(Excerpted text Opens)
Phylogenomic Insights into the Independent Origins of Sterile Marginal Flowers inViburnum

Abstract
Premise of research. Many angiosperms produce floral displays with morphologically distinct flower types that together operate in pollinator attraction. In Viburnum, nine species in four widely separated subclades encircle their inflorescences with enlarged sterile marginal flowers (SMFs). Previous phylogenetic analyses of Viburnum were unable to resolve relationships within clades that contain species with SMFs, making it difficult to enumerate the origins/losses of SMFs and to identify possible environmental and organismal commonalities across these origins. Methodology. We analyzed RAD-seq data to estimate phylogenetic relationships within each SMF subclade. We inferred demographic dynamics and historical gene flow to identify sources of phylogenetic discordance. Finally, we specifically tested hypotheses on how climate and plant architecture may have promoted the evolution of SMFs by inferring phylogenetic shifts and correlations across the origins of SMFs. Pivotal results. Our analyses strongly support four origins of SMFs. In the cold-adapted Opulus and Pseudotinus lineages, rapid divergence and population size fluctuations coincided with the origins of SMFs. In the less cold-adapted Euviburnum clade, a rapid radiation in central China yielded one SMF-producing species. In the more subtropical Lutescentia lineage, the origin of SMFs appears to have coincided with a shift into cooler climates, and we found evidence of gene flow between partially sympatric species. SMFs never evolved in tropical or subtropical habitats, and shifts into colder climates may have promoted their origin. Three of the four origins of SMFs are associated with the evolution of distinctive plant growth patterns that amplify the floral display. Conclusions. It appears that the evolution of SMFs was favored by a combination of shifts into colder climates and the evolution of branching patterns that increase the overall apparency of the floral display. However, our findings caution against the common assumption that the same causal factors underlie every instance of parallel evolution within a clade.
(Excerpted text Closes)
(Given data Opens)
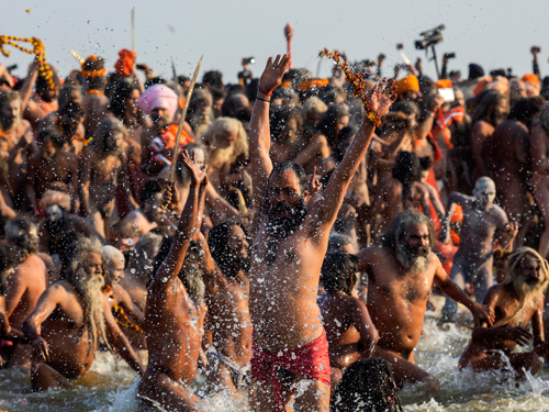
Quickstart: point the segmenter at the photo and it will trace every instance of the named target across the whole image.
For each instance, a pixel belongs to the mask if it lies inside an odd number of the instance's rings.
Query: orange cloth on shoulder
[[[114,69],[119,75],[130,76],[134,71],[135,52],[123,48],[119,52],[119,56]]]
[[[396,80],[396,94],[406,93],[408,91],[419,91],[419,80],[414,75]]]

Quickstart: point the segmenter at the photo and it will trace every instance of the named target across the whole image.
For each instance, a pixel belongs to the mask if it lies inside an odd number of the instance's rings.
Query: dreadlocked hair
[[[389,364],[383,359],[354,363],[330,401],[333,412],[403,412]]]

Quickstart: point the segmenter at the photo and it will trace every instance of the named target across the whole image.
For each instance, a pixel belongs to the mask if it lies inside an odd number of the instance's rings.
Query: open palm
[[[386,81],[384,78],[381,83],[376,85],[373,89],[368,94],[368,101],[370,103],[371,110],[382,118],[388,111],[391,104],[396,100],[396,85],[394,80]]]
[[[200,166],[194,162],[194,153],[192,154],[192,158],[189,156],[187,151],[182,153],[183,164],[189,170],[189,175],[191,175],[191,180],[194,185],[200,185],[206,178],[208,165]]]
[[[282,82],[282,77],[284,76],[288,66],[290,65],[290,58],[287,54],[283,56],[278,55],[272,60],[272,57],[267,59],[267,65],[265,70],[259,78],[259,88],[264,93],[270,93]]]

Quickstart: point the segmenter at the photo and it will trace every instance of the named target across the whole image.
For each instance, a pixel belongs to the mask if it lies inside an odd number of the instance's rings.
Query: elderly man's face
[[[150,119],[160,129],[167,127],[171,123],[171,113],[166,108],[155,108],[150,112]]]
[[[124,260],[111,260],[107,264],[107,285],[114,286],[124,279]]]
[[[490,209],[495,200],[495,185],[491,180],[479,179],[474,185],[473,194],[481,209]]]
[[[97,253],[89,254],[83,260],[83,270],[89,278],[103,276],[103,260],[101,255]]]

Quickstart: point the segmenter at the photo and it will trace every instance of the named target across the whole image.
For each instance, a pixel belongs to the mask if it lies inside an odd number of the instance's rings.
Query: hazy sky
[[[220,69],[227,82],[236,80],[242,57],[256,57],[251,66],[259,76],[269,55],[285,52],[283,27],[294,26],[294,67],[311,68],[323,47],[345,51],[351,60],[388,56],[388,75],[401,63],[397,43],[412,62],[424,58],[427,75],[433,62],[414,49],[414,41],[427,29],[445,24],[441,57],[455,52],[450,69],[467,76],[471,62],[485,71],[513,67],[531,71],[533,44],[541,46],[540,69],[549,75],[549,1],[547,0],[19,0],[3,1],[0,34],[37,36],[44,41],[49,63],[65,76],[78,65],[69,54],[97,54],[112,70],[121,48],[131,48],[131,9],[135,8],[137,60],[158,75],[171,77],[170,58],[178,74],[189,75],[204,54],[202,73]],[[30,9],[30,13],[25,12]],[[24,76],[31,57],[13,47],[3,65],[19,64]],[[327,75],[328,63],[322,63]],[[316,73],[316,68],[313,70]],[[202,74],[199,79],[202,78]]]

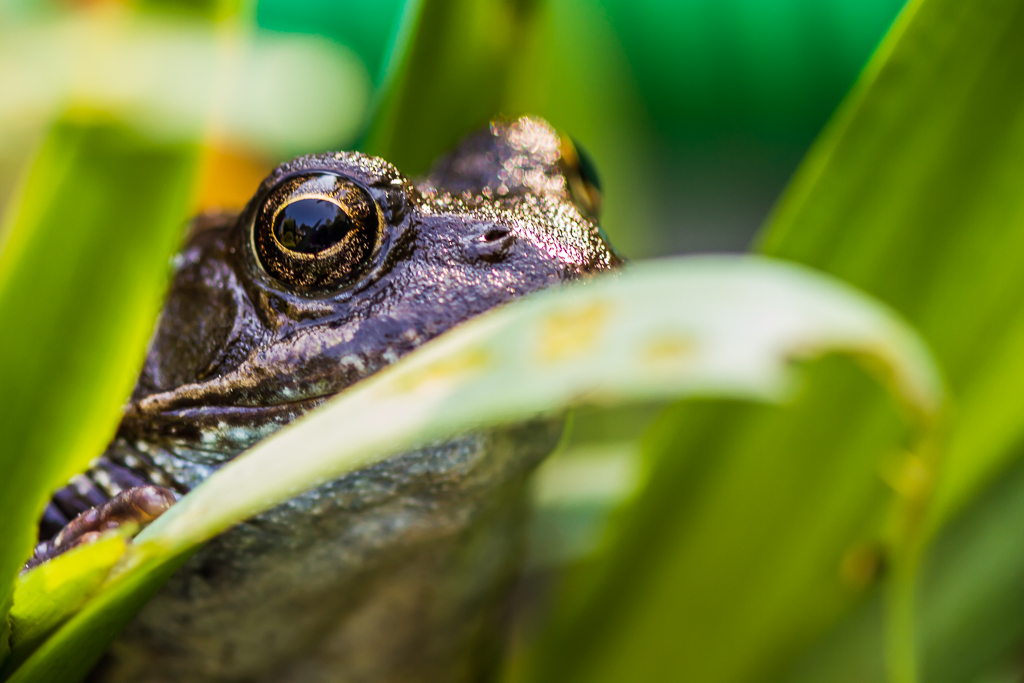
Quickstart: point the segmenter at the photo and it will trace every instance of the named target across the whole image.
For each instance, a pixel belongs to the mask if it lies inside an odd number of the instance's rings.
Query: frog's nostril
[[[487,228],[487,231],[480,236],[480,242],[498,242],[507,238],[512,230],[501,225]]]
[[[515,232],[512,228],[496,223],[484,223],[477,228],[475,237],[467,236],[463,244],[471,258],[484,261],[500,261],[508,254],[515,244]]]

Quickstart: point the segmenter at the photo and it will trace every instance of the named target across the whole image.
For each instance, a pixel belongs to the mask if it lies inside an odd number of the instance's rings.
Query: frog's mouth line
[[[169,392],[171,393],[171,392]],[[261,405],[133,401],[118,435],[129,441],[174,443],[206,453],[238,453],[322,405],[337,392]],[[160,394],[167,396],[167,394]],[[156,397],[156,395],[154,396]]]

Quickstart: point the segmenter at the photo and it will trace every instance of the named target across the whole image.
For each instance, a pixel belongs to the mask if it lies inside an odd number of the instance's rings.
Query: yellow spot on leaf
[[[607,318],[608,307],[602,303],[552,314],[541,330],[541,359],[561,360],[590,349]]]
[[[401,391],[417,391],[429,384],[450,383],[465,375],[479,372],[490,365],[490,356],[482,348],[468,349],[457,358],[444,358],[413,372],[398,381]]]

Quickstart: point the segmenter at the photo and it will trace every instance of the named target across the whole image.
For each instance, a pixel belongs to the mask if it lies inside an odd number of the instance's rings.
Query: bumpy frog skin
[[[598,201],[571,143],[535,118],[493,123],[415,183],[356,153],[281,166],[241,215],[198,219],[117,436],[55,495],[43,538],[137,486],[183,495],[454,326],[614,267]],[[338,207],[321,232],[288,223]],[[425,444],[240,524],[178,570],[91,680],[480,680],[523,483],[560,432],[538,420]]]

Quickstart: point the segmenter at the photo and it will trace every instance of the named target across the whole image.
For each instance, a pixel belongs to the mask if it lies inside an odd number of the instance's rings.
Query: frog
[[[300,157],[197,218],[112,442],[56,492],[32,562],[142,525],[224,464],[431,339],[623,259],[592,162],[499,118],[421,178]],[[503,647],[527,481],[563,418],[476,429],[342,476],[220,535],[91,681],[478,681]]]

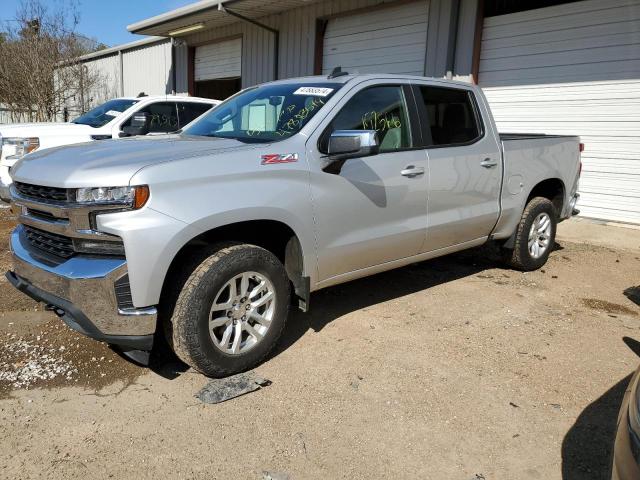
(Given data Closes)
— Description of the task —
For each statement, answer yes or no on whether the Viburnum abstract supports it, and quote the words from the abstract that decide it.
1. Sterile marginal flowers arose in tropical habitats.
2. Nine species across four subclades produce sterile marginal flowers.
3. The study found evidence of gene flow within the Euviburnum clade.
None of the items is needed for what comes next.

— The answer —
1. No: "SMFs never evolved in tropical or subtropical habitats"
2. Yes: "nine species in four widely separated subclades encircle their inflorescences with enlarged sterile marginal flowers (SMFs)"
3. No: "In the more subtropical Lutescentia lineage, the origin of SMFs appears to have coincided with a shift into cooler climates, and we found evidence of gene flow between partially sympatric species"